START MATERIAL SUPPLIED
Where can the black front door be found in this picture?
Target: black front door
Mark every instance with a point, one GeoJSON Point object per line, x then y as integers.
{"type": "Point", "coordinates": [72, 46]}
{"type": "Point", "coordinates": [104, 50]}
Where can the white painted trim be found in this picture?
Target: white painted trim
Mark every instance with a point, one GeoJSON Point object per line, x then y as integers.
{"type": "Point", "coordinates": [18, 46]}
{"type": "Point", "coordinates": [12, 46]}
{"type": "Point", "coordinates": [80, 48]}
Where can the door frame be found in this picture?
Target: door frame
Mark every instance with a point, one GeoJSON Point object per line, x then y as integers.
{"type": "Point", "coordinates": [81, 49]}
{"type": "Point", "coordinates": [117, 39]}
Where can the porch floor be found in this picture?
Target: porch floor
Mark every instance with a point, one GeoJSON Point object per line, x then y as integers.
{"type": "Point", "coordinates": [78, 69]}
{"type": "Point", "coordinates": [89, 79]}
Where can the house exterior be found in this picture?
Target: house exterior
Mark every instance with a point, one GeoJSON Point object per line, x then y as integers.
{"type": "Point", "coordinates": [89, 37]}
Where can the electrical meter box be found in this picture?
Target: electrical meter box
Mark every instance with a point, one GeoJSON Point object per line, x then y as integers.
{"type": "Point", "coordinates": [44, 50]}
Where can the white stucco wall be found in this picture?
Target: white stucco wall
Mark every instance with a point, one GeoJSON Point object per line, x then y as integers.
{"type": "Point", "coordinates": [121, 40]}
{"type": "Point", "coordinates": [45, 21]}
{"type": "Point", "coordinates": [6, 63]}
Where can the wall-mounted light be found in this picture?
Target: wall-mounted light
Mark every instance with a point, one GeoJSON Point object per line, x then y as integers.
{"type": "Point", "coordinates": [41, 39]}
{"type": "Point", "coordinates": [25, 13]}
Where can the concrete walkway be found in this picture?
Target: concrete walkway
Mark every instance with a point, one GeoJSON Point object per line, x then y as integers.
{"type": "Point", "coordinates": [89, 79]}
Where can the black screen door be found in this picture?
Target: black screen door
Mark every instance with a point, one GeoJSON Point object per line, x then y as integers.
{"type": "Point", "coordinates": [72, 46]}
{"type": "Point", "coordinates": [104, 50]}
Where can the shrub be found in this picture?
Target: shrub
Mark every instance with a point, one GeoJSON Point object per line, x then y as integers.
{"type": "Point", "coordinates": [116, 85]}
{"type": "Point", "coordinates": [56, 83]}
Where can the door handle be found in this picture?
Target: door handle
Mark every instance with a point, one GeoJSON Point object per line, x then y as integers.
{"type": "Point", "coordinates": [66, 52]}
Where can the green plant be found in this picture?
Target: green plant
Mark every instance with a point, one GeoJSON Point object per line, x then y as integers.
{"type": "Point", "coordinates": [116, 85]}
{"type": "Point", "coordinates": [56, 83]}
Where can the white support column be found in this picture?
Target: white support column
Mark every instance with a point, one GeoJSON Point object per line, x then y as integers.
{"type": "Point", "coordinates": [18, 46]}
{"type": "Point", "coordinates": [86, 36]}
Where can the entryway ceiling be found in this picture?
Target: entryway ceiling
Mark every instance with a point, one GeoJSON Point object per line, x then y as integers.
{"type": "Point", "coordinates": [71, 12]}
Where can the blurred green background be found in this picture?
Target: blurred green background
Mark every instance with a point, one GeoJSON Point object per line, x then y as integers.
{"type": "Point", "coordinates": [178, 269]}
END MATERIAL SUPPLIED
### YOUR INSTRUCTIONS
Set out the complete listing exactly as shown.

### SOLUTION FOR THIS PROBLEM
Where can the black front door be found in this picture?
Target: black front door
Mark every instance with a point, one GeoJSON Point object per line, x then y as integers.
{"type": "Point", "coordinates": [72, 46]}
{"type": "Point", "coordinates": [104, 50]}
Where can the white painted trim be found in this picture?
Target: white painted trim
Mark every instance with a point, one GeoJSON Point object per line, x then y as integers.
{"type": "Point", "coordinates": [18, 46]}
{"type": "Point", "coordinates": [12, 46]}
{"type": "Point", "coordinates": [80, 48]}
Where can the door frame be found in this picture?
Target: door frame
Mark every instance with a point, one GeoJSON Point object per line, x then y as integers.
{"type": "Point", "coordinates": [81, 49]}
{"type": "Point", "coordinates": [117, 39]}
Where can the porch floor be found in this picture?
Target: porch floor
Mark every instance with a point, one GeoJSON Point object per line, x then y as integers.
{"type": "Point", "coordinates": [78, 69]}
{"type": "Point", "coordinates": [89, 79]}
Where can the house exterior be found in this picture?
Target: house exterior
Mark every instance with a point, one GeoJSON Point object per line, x then y as integers.
{"type": "Point", "coordinates": [89, 37]}
Where can the electrical meter box be found in this picture?
Target: electrical meter box
Mark every instance with a point, one GeoJSON Point object per line, x then y as integers.
{"type": "Point", "coordinates": [44, 50]}
Where can the white stucco wall be found in this picture?
Target: white stucco wall
Mark every instance with a point, one GeoJSON Point object per line, x then y as integers.
{"type": "Point", "coordinates": [121, 40]}
{"type": "Point", "coordinates": [45, 21]}
{"type": "Point", "coordinates": [6, 63]}
Where can the wall-mounted light be found in this picture?
Target: wall-mounted light
Mark every instance with a point, one GeoJSON Point object per line, x then y as integers.
{"type": "Point", "coordinates": [41, 39]}
{"type": "Point", "coordinates": [25, 13]}
Where can the concrete walkway be found in this picture?
Target: concrete walkway
Mark every instance with a point, one GeoJSON Point object per line, x then y as integers.
{"type": "Point", "coordinates": [89, 79]}
Where can the black screen door be found in this picture?
Target: black screen door
Mark every instance with a point, one GeoJSON Point object per line, x then y as integers.
{"type": "Point", "coordinates": [72, 46]}
{"type": "Point", "coordinates": [104, 50]}
Where can the shrub be found in this picture?
Target: shrub
Mark every instance with a point, one GeoJSON Point object per line, x then y as integers.
{"type": "Point", "coordinates": [116, 85]}
{"type": "Point", "coordinates": [56, 83]}
Where can the door handle be found in this picture?
Target: door handle
Mark every instance with a point, one GeoJSON Point object per line, x then y as integers.
{"type": "Point", "coordinates": [66, 52]}
Where can the green plant be found in this picture?
Target: green plant
Mark every instance with a point, one GeoJSON Point object per line, x then y as integers.
{"type": "Point", "coordinates": [116, 85]}
{"type": "Point", "coordinates": [56, 83]}
Where can the white support column be found in this picture?
Target: white support column
Mark every instance with a point, one GeoJSON Point object per line, x then y as integers.
{"type": "Point", "coordinates": [18, 46]}
{"type": "Point", "coordinates": [86, 36]}
Where can the entryway ceiling be found in this picture?
Target: entryway ceiling
Mark every instance with a point, one GeoJSON Point object per line, x then y as integers.
{"type": "Point", "coordinates": [71, 12]}
Where can the blurred green background be found in this picture?
Target: blurred green background
Mark every instance with a point, one GeoJSON Point object per line, x then y as integers.
{"type": "Point", "coordinates": [178, 269]}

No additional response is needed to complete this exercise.